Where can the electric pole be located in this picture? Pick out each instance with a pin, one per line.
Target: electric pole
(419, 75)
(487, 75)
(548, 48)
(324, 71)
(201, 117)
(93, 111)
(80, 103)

______________________________

EXERCISE OBJECTIVE: Write the data back out verbatim.

OUTPUT BELOW:
Where can the electric pole be located in this picture? Pick out each instance with a pin, one per line.
Target: electric pole
(419, 75)
(487, 75)
(548, 48)
(324, 71)
(201, 117)
(93, 111)
(80, 103)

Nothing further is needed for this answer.